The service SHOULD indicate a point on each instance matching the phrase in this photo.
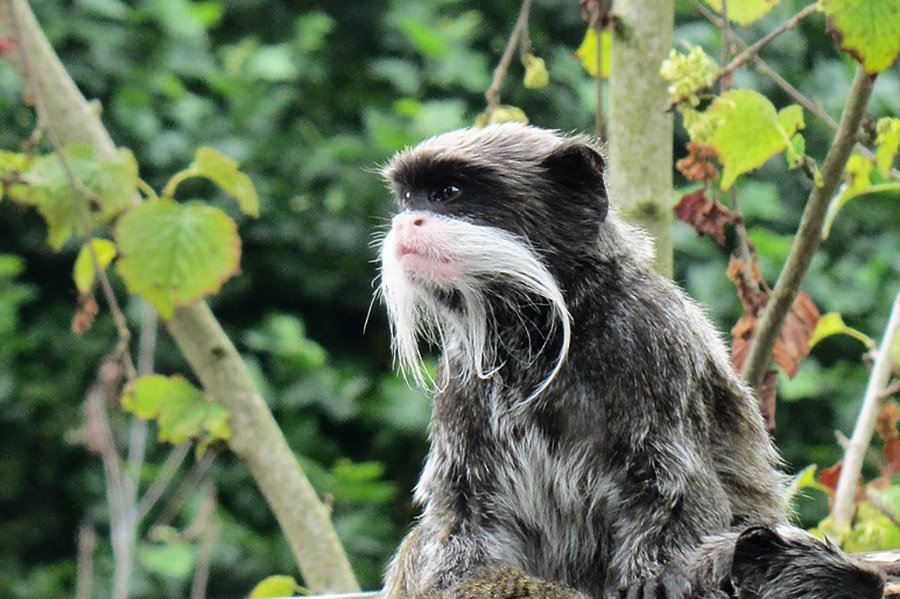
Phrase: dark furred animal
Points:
(588, 429)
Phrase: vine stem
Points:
(754, 48)
(492, 95)
(848, 481)
(808, 233)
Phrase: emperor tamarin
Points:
(589, 437)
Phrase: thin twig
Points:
(754, 48)
(865, 425)
(87, 545)
(163, 479)
(492, 95)
(187, 485)
(724, 82)
(208, 532)
(599, 119)
(808, 233)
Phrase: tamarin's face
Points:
(487, 217)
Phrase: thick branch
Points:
(808, 234)
(256, 437)
(848, 480)
(640, 131)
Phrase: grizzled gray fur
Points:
(588, 428)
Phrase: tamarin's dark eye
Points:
(447, 193)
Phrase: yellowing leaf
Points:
(869, 30)
(744, 12)
(587, 52)
(112, 183)
(174, 254)
(833, 324)
(886, 143)
(536, 75)
(274, 586)
(857, 182)
(222, 171)
(83, 272)
(748, 131)
(181, 410)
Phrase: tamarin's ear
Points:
(578, 169)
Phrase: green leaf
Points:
(744, 12)
(174, 254)
(747, 131)
(886, 143)
(868, 30)
(222, 171)
(536, 75)
(587, 52)
(503, 113)
(83, 273)
(833, 324)
(279, 585)
(805, 479)
(111, 182)
(172, 560)
(181, 410)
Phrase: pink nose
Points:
(409, 220)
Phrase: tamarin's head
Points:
(490, 219)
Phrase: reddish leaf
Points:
(699, 164)
(891, 452)
(792, 344)
(829, 476)
(888, 417)
(707, 216)
(7, 45)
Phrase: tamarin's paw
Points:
(667, 586)
(509, 583)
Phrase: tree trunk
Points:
(640, 131)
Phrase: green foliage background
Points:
(310, 97)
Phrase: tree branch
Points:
(808, 234)
(256, 439)
(754, 48)
(848, 480)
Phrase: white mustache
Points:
(478, 256)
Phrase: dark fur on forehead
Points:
(510, 168)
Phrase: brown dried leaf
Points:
(828, 477)
(792, 345)
(85, 313)
(7, 45)
(891, 451)
(708, 217)
(699, 164)
(796, 331)
(886, 424)
(767, 400)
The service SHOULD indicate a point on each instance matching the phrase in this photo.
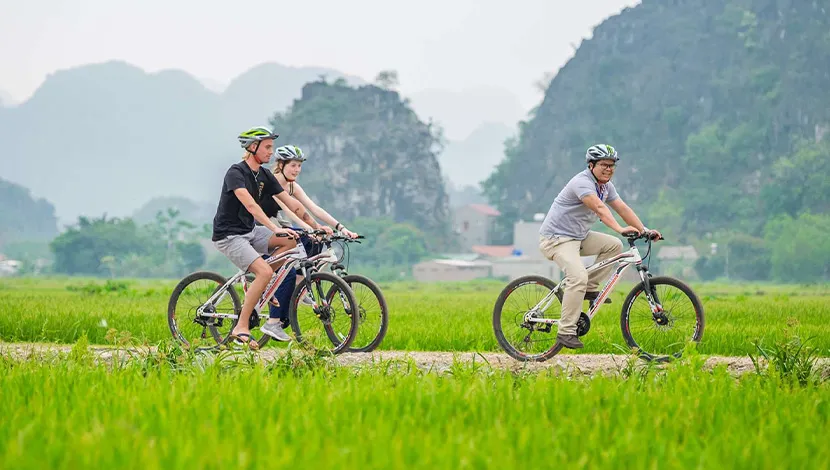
- - - -
#### [Description of the task]
An exact transcript is required, covering the lines from the one containing "Phrase: green leaf" through the end of the listing above, inclusive, without pictures.

#### [Result of the task]
Phrase: green leaf
Points:
(744, 12)
(174, 254)
(747, 131)
(886, 143)
(868, 30)
(222, 171)
(536, 75)
(587, 52)
(503, 113)
(83, 273)
(833, 324)
(279, 585)
(805, 479)
(111, 182)
(172, 560)
(181, 410)
Phrase: pink nose
Points:
(409, 220)
Phrase: tamarin's head
Points:
(490, 219)
Phrase: reddish leaf
Points:
(699, 164)
(891, 452)
(792, 344)
(829, 476)
(888, 417)
(707, 216)
(7, 45)
Phrase: tamarin's paw
Points:
(667, 586)
(509, 583)
Phrase: tree trunk
Points:
(640, 131)
Phrase: green foliage background
Points:
(310, 97)
Phrase: tree branch
Points:
(808, 234)
(256, 439)
(754, 48)
(848, 480)
Phrase: white mustache
Points:
(478, 256)
Phrase: dark fur on forehead
Points:
(510, 168)
Phrase: brown dried leaf
Points:
(828, 477)
(792, 345)
(85, 313)
(7, 45)
(891, 451)
(708, 217)
(699, 164)
(796, 331)
(886, 424)
(767, 400)
The service SHOULD indicate a point on each instance matching the phrase in this photo.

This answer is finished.